#### Recorded information

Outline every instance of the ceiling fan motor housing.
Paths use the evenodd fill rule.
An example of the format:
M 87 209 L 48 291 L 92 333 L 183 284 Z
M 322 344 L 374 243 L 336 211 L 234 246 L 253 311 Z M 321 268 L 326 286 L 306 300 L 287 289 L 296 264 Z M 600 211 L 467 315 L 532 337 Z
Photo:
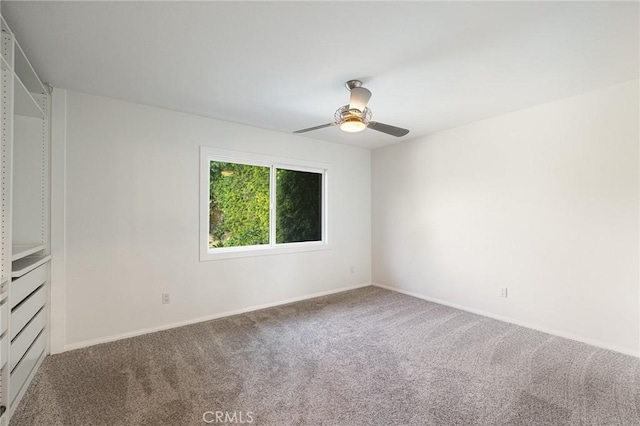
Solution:
M 338 108 L 333 118 L 336 123 L 342 124 L 345 121 L 360 121 L 367 124 L 371 120 L 371 110 L 369 108 L 360 111 L 359 109 L 349 109 L 349 105 Z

#### Task brief
Reproduce every line of the entries above exactly, omitting the pictures.

#### Correct result
Outline every instance of the ceiling fan motor housing.
Paths use the evenodd fill rule.
An example of the format:
M 87 209 L 48 291 L 92 333 L 183 284 Z
M 322 344 L 374 243 L 336 211 L 234 246 L 253 311 Z M 321 268 L 326 286 L 306 300 L 287 289 L 296 264 Z M 600 211 L 467 315 L 532 337 Z
Photo:
Solution:
M 338 108 L 333 118 L 336 123 L 342 124 L 345 121 L 360 121 L 367 124 L 371 120 L 371 110 L 369 108 L 360 111 L 359 109 L 349 109 L 349 105 Z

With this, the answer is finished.